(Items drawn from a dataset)
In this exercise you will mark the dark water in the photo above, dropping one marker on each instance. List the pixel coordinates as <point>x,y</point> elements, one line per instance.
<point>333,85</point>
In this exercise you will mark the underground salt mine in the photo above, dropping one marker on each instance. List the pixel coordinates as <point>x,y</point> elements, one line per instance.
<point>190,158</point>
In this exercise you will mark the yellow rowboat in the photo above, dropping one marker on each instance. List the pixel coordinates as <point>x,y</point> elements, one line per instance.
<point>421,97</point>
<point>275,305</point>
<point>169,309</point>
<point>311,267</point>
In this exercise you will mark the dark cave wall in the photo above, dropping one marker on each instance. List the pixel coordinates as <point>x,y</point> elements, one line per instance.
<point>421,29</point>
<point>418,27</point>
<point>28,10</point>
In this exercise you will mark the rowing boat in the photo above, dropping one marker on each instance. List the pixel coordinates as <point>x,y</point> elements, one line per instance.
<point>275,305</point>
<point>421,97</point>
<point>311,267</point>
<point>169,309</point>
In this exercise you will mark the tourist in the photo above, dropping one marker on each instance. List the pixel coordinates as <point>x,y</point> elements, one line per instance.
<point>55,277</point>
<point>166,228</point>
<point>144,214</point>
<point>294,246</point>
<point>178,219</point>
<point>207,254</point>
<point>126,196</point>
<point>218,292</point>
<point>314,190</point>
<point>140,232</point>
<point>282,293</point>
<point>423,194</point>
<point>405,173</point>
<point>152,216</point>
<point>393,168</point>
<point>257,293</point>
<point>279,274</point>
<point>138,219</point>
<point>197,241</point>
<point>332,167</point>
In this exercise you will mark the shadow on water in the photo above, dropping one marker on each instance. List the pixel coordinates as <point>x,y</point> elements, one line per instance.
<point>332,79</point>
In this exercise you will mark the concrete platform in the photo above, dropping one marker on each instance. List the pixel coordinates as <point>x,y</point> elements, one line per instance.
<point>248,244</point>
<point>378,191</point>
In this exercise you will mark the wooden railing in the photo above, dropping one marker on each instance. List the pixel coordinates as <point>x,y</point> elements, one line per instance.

AIM
Copy out every item above, word for word and in the same order.

RESPONSE TO THIS TASK
In this exercise you will mark the dark water in the photo above, dropping one marker on each instance. List the pixel coordinates as <point>x,y</point> elements, one line per instance.
<point>333,85</point>
In this exercise you will mark the underground salt mine in the photo above, dropping one marker on each instance. List the pixel coordinates as <point>x,y</point> elements, one line per instance.
<point>190,158</point>
In this exercise you will mark the yellow rowboat in the photo above, dropping one marker on each instance. List the pixel coordinates as <point>x,y</point> elements, one line per instance.
<point>421,97</point>
<point>275,305</point>
<point>169,309</point>
<point>311,267</point>
In this exercise you will mark the dark cave wall in the photo above, dropping one marker on each instance. List the pixel coordinates as <point>x,y</point> elements, one line per instance.
<point>421,29</point>
<point>418,27</point>
<point>28,10</point>
In this exercise you will mark the rowing boat in the photo above, dropping one marker on each instance. List the pixel coordinates as <point>x,y</point> elements, one line per instance.
<point>275,305</point>
<point>421,97</point>
<point>311,267</point>
<point>169,309</point>
In this exercise you will mark the tourist in the photo above, dropping one marker on each instance. List the pixel coordinates as <point>x,y</point> elements, one line per instance.
<point>55,277</point>
<point>166,228</point>
<point>144,214</point>
<point>294,246</point>
<point>178,219</point>
<point>207,254</point>
<point>126,196</point>
<point>218,292</point>
<point>314,190</point>
<point>140,232</point>
<point>282,293</point>
<point>423,194</point>
<point>405,173</point>
<point>152,216</point>
<point>393,168</point>
<point>257,293</point>
<point>279,274</point>
<point>138,219</point>
<point>197,241</point>
<point>332,167</point>
In this exercise you will mark the shadow on water in the photo above, dropping one marker on each instance. List the pixel coordinates as <point>x,y</point> elements, one line per instance.
<point>332,79</point>
In this exercise you will mark the concrete platform in the photo above, dropping one marker on each instance. List the pixel coordinates as <point>x,y</point> elements, one line per instance.
<point>248,244</point>
<point>378,191</point>
In this exercise you will mark the wooden railing in the photo above, dropping one marker on each instance. List the pixel coordinates as <point>x,y</point> elements, one line per instance.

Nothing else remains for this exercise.